# [TASK]
Please reproduce the stretch of records from the line containing "person wearing hood" through the line containing "699, 428, 743, 529", renaming "object positions" to "item locations" and leaving everything else unchanged. Omit the picture from your copy.

• • • •

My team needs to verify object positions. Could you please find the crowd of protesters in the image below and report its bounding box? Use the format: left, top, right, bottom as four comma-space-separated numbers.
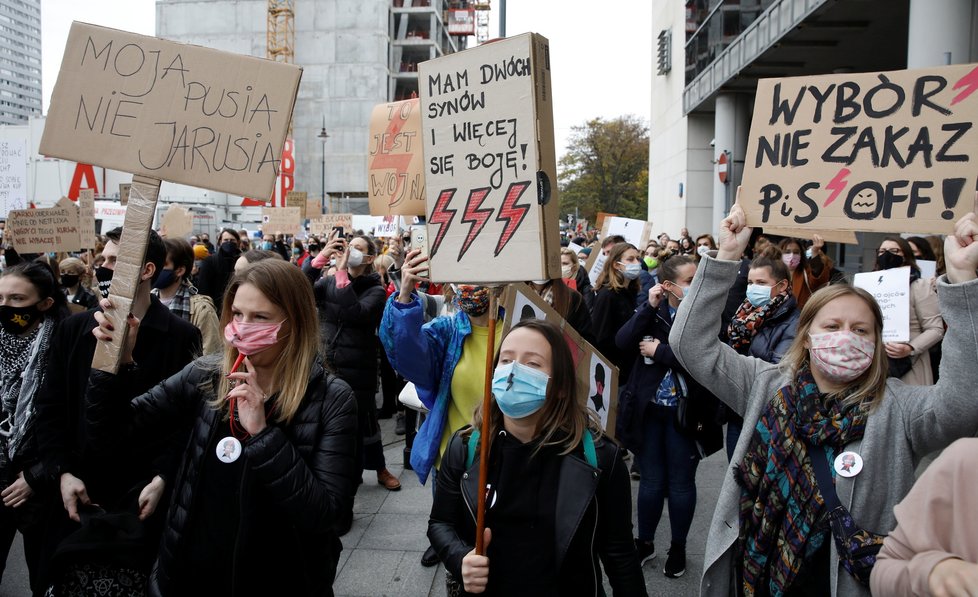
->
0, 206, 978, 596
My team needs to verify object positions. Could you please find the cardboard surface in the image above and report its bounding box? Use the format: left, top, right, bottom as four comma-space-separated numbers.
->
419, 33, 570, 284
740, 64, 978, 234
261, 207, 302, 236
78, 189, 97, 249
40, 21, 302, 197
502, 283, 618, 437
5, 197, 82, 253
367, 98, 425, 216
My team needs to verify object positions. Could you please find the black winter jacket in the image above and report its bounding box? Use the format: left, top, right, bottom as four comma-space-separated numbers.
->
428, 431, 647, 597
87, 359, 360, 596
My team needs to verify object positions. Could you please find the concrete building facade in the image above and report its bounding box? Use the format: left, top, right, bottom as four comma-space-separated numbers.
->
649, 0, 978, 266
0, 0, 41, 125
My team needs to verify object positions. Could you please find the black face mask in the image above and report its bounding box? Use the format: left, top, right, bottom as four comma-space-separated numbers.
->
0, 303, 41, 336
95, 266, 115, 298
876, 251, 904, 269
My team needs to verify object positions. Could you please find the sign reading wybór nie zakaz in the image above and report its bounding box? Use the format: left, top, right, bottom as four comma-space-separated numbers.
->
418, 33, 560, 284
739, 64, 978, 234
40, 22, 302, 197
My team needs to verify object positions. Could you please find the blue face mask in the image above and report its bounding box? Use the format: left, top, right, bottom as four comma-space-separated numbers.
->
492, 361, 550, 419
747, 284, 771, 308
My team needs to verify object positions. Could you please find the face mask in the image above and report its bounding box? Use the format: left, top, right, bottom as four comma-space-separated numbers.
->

• • • •

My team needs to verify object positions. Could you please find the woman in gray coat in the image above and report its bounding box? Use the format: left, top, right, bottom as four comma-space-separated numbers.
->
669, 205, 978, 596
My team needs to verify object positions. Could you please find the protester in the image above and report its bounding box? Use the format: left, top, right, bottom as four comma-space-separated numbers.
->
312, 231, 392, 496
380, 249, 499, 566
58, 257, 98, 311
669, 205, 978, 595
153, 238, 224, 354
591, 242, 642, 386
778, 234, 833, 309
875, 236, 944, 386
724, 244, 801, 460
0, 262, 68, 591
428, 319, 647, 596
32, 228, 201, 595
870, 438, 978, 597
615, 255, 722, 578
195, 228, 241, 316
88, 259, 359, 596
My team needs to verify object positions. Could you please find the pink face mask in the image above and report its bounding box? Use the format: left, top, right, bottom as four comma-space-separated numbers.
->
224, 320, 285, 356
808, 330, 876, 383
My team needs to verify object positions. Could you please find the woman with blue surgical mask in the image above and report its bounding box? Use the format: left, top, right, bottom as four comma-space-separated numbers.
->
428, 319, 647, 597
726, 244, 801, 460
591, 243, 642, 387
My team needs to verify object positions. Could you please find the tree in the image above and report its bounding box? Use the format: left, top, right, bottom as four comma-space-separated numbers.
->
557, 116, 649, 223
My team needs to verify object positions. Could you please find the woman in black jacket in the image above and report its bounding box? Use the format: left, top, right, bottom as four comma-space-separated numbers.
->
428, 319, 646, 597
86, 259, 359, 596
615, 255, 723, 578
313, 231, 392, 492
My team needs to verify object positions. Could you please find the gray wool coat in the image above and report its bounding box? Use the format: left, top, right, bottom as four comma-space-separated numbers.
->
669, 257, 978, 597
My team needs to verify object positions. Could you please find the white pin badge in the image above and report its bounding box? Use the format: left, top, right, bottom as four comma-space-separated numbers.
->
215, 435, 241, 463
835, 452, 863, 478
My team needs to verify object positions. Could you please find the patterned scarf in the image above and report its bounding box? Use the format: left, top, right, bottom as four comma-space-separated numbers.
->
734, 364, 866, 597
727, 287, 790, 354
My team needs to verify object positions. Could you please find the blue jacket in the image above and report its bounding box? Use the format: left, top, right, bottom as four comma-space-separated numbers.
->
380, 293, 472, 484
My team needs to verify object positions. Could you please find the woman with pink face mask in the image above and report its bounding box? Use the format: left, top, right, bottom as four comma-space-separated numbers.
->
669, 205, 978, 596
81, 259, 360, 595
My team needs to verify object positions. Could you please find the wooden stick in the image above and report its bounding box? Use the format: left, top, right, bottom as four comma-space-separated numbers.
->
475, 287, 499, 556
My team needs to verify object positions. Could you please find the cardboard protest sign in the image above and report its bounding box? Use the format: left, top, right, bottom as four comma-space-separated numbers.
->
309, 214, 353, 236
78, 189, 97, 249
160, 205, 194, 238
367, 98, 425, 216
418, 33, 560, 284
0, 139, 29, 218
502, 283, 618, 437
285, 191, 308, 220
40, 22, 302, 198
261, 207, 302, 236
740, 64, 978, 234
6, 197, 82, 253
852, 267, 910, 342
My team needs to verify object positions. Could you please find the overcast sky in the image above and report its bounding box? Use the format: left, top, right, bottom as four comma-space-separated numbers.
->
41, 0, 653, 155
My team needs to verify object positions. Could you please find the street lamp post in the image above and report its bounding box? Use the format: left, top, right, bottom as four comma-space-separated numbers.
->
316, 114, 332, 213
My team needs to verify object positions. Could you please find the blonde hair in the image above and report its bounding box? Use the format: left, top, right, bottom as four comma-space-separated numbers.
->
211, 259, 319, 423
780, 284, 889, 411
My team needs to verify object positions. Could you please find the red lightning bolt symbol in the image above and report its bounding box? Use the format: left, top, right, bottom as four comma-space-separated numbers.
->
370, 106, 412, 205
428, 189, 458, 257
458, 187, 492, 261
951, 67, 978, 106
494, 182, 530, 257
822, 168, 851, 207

• • • •

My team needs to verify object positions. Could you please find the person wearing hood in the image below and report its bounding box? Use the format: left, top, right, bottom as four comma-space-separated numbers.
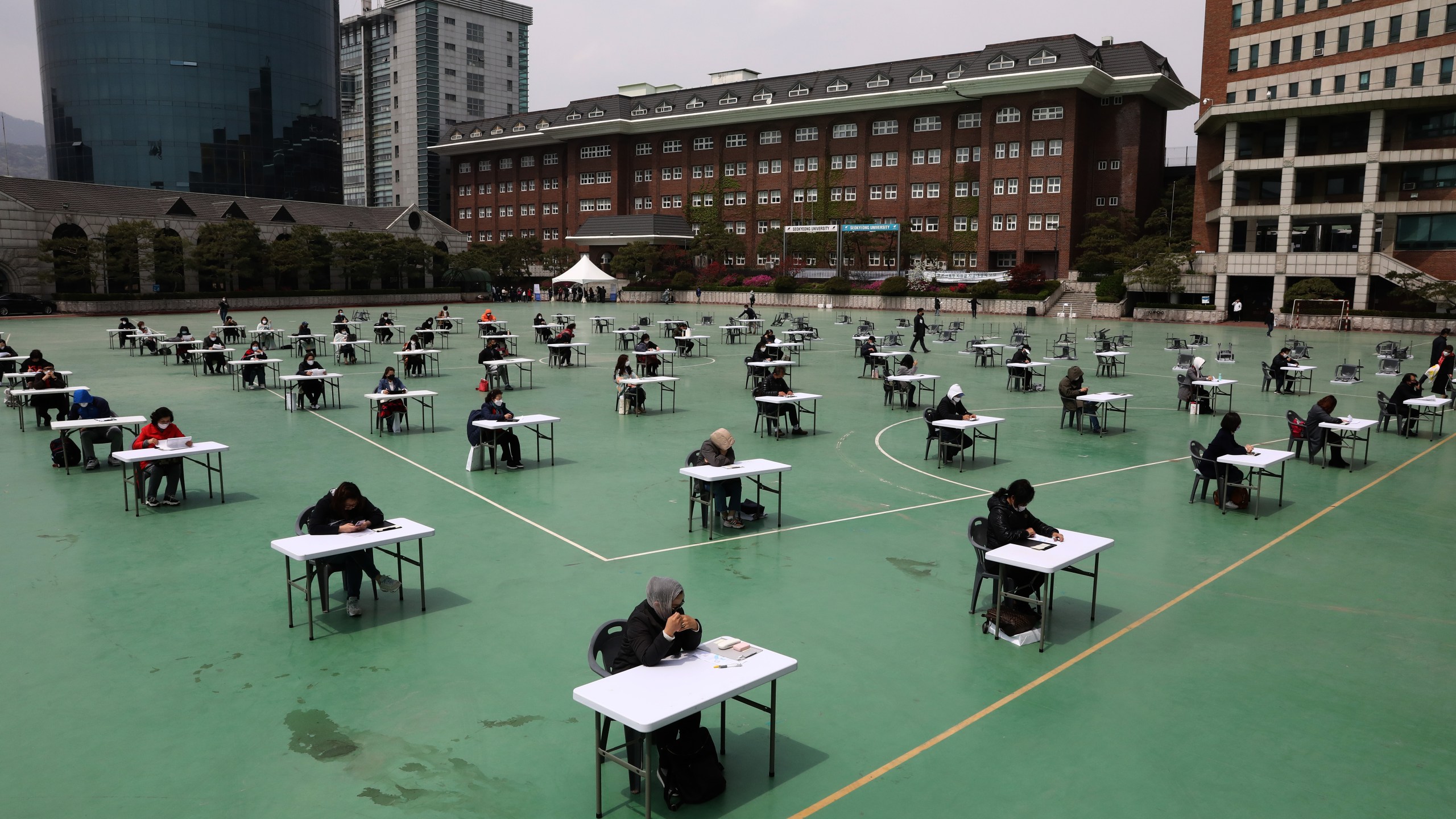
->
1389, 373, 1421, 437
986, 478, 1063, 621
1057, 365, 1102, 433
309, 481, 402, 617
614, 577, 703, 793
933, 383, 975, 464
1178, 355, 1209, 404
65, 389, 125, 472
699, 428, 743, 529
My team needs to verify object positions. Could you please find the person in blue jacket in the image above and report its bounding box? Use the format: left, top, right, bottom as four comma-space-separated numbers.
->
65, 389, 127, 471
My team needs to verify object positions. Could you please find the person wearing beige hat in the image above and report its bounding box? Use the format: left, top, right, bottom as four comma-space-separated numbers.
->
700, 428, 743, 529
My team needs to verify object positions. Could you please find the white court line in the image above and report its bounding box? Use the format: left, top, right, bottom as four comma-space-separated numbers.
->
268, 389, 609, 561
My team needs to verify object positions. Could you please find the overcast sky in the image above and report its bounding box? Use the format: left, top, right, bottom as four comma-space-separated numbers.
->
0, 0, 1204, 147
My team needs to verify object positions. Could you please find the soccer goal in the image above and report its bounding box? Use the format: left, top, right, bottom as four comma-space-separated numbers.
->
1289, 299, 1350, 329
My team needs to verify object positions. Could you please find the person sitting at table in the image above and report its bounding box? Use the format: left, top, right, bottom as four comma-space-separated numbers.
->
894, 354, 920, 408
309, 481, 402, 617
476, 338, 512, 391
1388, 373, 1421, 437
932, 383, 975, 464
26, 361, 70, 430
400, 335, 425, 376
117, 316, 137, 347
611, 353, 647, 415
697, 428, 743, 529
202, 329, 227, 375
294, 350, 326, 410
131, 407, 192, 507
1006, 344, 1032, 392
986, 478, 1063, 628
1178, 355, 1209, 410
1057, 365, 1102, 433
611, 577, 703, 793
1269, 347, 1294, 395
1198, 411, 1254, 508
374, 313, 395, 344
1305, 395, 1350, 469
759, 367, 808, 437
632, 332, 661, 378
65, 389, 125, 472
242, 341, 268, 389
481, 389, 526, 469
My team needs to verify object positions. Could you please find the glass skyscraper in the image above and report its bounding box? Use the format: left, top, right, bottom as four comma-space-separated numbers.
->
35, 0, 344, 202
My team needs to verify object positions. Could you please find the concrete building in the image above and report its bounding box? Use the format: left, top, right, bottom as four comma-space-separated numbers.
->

• • • •

# [THE OUTPUT]
My team needs to verify item locations. Could you please find the person wearing hood in the image below and report its bounding box? Use the format: left, top, right, bottom as four comma-space-separated numbers.
->
1389, 373, 1421, 437
986, 478, 1063, 621
1057, 365, 1102, 433
309, 481, 402, 617
614, 577, 703, 793
933, 383, 975, 464
1178, 355, 1209, 404
65, 389, 125, 472
699, 428, 743, 529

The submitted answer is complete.